─── Reading passage

Cinema in Hackney, London

The Castle Cinema is an independent cinema based in the Homerton area of Hackney, London. The venue consists of an 82-seat main screen, a 27-seat secondary screen, as well as an Art Deco bar and restaurant that can accommodate up to 120 people.

It was first opened in 1913, being described as one of London's original cinemas and operated as such up until 1958, before being used for various other purposes.

A 2016 Kickstarter campaign successfully generated funding to renovate the building and reopen it as a working cinema, being officially launched to the public in February 2017.

== History ==
Initially under the name The Castle Electric Theatre, the cinema was opened on 8 September 1913 in Homerton, with a capacity of 619, predominantly in stalls, but including a small balcony area.

The cinema initially ran from 1913 to 1958, changing its operator various times. During this period, before ultimately closing on 24 May 1958, it had a final film exhibited being The Sad Sack.

The building was subsequently utilised for a wide range of businesses, including a glass factory, a bingo club, a storage warehouse, snooker club, convenience store and burger restaurant.

== Restoration ==
In 2016, a Kickstarter campaign to restore and reopen the Castle Cinema was launched by Asher Charman and Danielle Swift. The pair had previously seen success running pop-up cinema events such as the Hot Tub Cinema and the Pillow Cinema.

The campaign successfully gained support from over 650 people and generated 120% of the original fundraising goal, reaching a total of £57,000 raised.

Despite still retaining many original features such as a proscenium arch, curved ceiling and ornate plasterwork, the cinema required substantial renovation work as well as modern screening facilities.

──────

**Activity**.
Using the Castle Cinema text, answer:
(a) How many seats does the main screen have?
(b) What was the last film shown before the cinema closed in 1958?
(c) What total did the 2016 Kickstarter campaign raise?
The records that come next are separate material, unrelated to the Castle Cinema text.

─── Data extracts

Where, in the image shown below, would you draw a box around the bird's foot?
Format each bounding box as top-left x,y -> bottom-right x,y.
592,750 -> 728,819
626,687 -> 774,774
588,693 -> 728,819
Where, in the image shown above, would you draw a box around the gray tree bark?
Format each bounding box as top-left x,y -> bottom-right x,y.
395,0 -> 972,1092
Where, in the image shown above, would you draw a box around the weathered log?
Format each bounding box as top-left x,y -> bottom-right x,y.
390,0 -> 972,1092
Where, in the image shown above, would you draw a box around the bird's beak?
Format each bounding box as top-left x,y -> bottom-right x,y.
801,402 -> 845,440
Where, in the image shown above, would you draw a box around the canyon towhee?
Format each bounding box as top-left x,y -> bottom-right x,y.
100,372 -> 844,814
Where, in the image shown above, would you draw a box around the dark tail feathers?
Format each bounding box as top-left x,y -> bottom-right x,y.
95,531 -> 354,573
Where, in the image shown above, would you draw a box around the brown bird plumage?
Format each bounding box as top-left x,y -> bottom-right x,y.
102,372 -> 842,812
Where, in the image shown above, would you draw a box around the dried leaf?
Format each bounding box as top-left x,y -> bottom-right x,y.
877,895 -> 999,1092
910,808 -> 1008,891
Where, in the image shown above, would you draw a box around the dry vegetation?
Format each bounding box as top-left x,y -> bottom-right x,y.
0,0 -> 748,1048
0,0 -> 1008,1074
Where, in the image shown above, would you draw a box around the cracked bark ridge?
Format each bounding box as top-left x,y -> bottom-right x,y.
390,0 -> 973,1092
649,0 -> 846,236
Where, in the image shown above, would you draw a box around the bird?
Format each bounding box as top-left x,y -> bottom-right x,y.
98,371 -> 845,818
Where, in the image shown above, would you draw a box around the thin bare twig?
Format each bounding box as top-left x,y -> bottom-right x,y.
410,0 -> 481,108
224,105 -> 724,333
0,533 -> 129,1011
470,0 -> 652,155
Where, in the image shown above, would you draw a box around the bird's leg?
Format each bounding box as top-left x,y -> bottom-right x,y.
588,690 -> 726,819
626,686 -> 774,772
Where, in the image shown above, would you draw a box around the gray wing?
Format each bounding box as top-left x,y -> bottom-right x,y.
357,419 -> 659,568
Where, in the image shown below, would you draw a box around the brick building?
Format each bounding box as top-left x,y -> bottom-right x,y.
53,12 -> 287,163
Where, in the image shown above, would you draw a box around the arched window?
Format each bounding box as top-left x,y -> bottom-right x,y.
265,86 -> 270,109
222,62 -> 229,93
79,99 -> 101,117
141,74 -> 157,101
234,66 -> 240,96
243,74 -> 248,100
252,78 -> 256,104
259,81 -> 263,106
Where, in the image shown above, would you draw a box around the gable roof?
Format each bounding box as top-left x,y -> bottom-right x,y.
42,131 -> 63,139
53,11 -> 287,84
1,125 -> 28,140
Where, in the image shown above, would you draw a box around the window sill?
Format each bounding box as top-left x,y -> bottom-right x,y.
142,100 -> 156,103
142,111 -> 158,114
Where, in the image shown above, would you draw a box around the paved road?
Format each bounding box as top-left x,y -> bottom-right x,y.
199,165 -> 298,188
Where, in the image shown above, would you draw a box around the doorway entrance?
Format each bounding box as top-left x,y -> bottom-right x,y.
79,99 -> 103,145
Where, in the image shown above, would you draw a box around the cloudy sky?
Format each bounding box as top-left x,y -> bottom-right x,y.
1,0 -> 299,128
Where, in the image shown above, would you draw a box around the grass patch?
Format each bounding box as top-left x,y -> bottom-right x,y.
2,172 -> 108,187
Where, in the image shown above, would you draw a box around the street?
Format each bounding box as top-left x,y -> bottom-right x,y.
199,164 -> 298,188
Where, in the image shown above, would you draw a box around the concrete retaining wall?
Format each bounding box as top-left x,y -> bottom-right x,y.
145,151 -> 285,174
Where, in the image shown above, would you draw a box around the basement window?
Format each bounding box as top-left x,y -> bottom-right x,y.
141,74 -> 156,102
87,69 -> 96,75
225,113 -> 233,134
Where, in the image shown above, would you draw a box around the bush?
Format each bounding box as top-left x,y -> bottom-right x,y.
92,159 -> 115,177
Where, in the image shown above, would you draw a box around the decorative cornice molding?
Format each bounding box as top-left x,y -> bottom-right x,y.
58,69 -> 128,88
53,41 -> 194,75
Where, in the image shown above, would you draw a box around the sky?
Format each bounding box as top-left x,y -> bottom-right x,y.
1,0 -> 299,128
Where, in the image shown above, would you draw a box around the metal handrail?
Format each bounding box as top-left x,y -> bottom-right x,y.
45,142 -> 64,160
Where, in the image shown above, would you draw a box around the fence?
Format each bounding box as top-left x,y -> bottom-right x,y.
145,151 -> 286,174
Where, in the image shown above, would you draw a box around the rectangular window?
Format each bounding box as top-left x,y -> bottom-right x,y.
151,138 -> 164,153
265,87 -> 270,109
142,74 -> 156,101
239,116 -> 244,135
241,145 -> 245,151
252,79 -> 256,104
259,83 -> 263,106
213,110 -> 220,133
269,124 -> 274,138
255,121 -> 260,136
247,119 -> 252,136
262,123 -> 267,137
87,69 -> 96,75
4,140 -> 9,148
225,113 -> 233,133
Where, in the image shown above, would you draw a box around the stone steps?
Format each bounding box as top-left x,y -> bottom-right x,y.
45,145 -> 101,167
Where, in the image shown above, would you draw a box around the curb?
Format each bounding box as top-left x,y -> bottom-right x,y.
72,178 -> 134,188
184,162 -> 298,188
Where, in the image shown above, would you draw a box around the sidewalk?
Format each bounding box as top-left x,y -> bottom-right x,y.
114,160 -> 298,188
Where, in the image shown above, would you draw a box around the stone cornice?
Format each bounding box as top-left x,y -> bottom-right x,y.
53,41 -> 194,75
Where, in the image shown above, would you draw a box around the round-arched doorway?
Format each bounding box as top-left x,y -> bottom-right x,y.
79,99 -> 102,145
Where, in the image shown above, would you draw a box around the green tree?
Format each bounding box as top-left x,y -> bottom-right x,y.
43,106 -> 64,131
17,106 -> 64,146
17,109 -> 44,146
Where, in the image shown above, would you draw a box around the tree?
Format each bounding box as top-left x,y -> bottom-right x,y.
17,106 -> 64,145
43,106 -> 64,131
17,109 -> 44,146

──────

**Written response**.
(a) 82
(b) The Sad Sack
(c) £57,000